*STATED TASK*. Rewrite each of the entries below, substituting "loops" for every occurrence of "rings" and changing nothing else.
═════ ROWS ═════
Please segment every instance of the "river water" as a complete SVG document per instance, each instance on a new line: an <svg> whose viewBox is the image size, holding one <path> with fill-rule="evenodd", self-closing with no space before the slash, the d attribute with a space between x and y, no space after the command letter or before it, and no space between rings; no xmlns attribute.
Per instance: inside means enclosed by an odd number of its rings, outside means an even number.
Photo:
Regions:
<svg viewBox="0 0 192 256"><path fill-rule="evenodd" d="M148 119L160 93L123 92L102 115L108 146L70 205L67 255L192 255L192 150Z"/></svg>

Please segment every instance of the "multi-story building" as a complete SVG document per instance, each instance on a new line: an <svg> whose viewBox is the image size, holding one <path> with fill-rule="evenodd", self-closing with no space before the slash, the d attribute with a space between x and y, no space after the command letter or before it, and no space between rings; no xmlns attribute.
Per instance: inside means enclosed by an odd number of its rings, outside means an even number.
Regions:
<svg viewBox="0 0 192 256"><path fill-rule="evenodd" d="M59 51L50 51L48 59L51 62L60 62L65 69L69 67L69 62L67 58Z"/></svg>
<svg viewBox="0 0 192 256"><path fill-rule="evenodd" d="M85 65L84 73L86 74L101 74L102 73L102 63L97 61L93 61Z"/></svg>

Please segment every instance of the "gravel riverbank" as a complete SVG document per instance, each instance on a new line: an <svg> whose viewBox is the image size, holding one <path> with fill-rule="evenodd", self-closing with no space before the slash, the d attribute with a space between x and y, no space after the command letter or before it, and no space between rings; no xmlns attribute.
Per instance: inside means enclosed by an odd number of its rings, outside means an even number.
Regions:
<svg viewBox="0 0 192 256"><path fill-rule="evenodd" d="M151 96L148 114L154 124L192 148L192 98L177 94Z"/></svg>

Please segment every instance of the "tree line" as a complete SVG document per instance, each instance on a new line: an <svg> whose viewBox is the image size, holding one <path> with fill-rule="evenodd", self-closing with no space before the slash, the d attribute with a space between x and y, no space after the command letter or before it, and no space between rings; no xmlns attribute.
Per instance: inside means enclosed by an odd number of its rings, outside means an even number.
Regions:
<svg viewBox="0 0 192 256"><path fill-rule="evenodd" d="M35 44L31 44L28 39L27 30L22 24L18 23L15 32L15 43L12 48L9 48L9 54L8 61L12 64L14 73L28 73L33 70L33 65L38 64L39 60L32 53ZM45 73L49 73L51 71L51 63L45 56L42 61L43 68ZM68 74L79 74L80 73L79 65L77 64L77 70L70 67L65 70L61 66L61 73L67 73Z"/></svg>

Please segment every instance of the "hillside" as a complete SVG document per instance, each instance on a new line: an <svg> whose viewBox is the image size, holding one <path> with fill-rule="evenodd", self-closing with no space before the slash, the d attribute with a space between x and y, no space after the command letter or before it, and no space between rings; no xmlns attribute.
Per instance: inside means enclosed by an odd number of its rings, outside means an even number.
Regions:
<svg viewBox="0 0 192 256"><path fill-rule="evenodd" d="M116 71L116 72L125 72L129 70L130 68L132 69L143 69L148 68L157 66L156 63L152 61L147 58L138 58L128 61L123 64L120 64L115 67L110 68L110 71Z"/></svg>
═════
*FINISHED TASK*.
Please segment every instance of the "river water" as a complete SVG document per instance, each instance on a new line: an <svg> whose viewBox is the image size, holding one <path> with fill-rule="evenodd", self-closing with no space before the slash, the d attribute with a space between x and y, no space after the command letter or before it, and no space between loops; no xmlns attribute.
Per instance: inside means enclosed by an odd number of its loops, outside means an even number.
Photo:
Regions:
<svg viewBox="0 0 192 256"><path fill-rule="evenodd" d="M148 119L160 93L123 92L102 115L108 146L70 205L67 255L192 255L192 150Z"/></svg>

Please segment every instance of the "multi-story building" as a complete SVG document per instance, each instance on a new line: an <svg> whose viewBox is the image size, holding one <path> with fill-rule="evenodd", self-closing with no space before the slash, the d attribute with a space between x and y, no space after the command letter or before it, and no space between loops; no xmlns attribute.
Per instance: inside means enclosed by an odd number of its loops, outside means an even number.
Regions:
<svg viewBox="0 0 192 256"><path fill-rule="evenodd" d="M59 51L50 51L48 59L51 62L60 62L65 69L69 67L69 62L67 58Z"/></svg>
<svg viewBox="0 0 192 256"><path fill-rule="evenodd" d="M85 65L84 73L86 74L101 74L102 73L102 63L97 61L93 61Z"/></svg>

Please segment every instance of the "gravel riverbank" as a complete SVG document per instance, each instance on a new line: an <svg> whose viewBox is the image size, holding one <path> with fill-rule="evenodd", self-closing with no space before the slash, the d attribute with a space between x and y, no space after the command letter or before it, and no space between loops; no xmlns attribute.
Per instance: inside means enclosed by an odd number of its loops, outside means an even number.
Regions:
<svg viewBox="0 0 192 256"><path fill-rule="evenodd" d="M151 96L148 114L154 124L192 148L192 98L177 94Z"/></svg>

Please segment every instance of the "tree line" as a complete SVG document per instance, each instance on a new line: an <svg> whose viewBox is the image size, holding one <path> with fill-rule="evenodd", self-closing with no space before the slash, the d attribute with a space between x and y, no space after the command letter or before it, and no space between loops; no xmlns attribute.
Per instance: inside means enclosed by an odd number of its loops, outside means an even number.
Regions:
<svg viewBox="0 0 192 256"><path fill-rule="evenodd" d="M35 44L31 44L28 39L27 30L22 24L18 23L15 32L15 43L12 48L9 48L9 54L8 61L12 64L14 73L28 73L33 70L33 65L38 64L39 60L32 53ZM45 73L49 73L51 71L51 63L45 56L42 61L43 68ZM68 74L79 74L80 73L79 65L77 64L77 70L70 67L65 70L61 66L61 73L67 73Z"/></svg>

Please segment every instance of the "hillside" as a complete SVG document per instance, each instance on a new line: an <svg> whose viewBox is the image size, holding one <path> with fill-rule="evenodd", self-closing with no space before the slash, the d attribute with a space between x and y, no space after the command letter or before it, and no space between loops; no xmlns attribute.
Per instance: inside means enclosed by an odd number of its loops, outside means an even number.
Regions:
<svg viewBox="0 0 192 256"><path fill-rule="evenodd" d="M116 71L116 72L125 72L129 70L130 68L132 69L143 69L148 68L157 66L156 63L152 61L147 58L138 58L128 61L123 64L120 64L115 67L110 68L110 71Z"/></svg>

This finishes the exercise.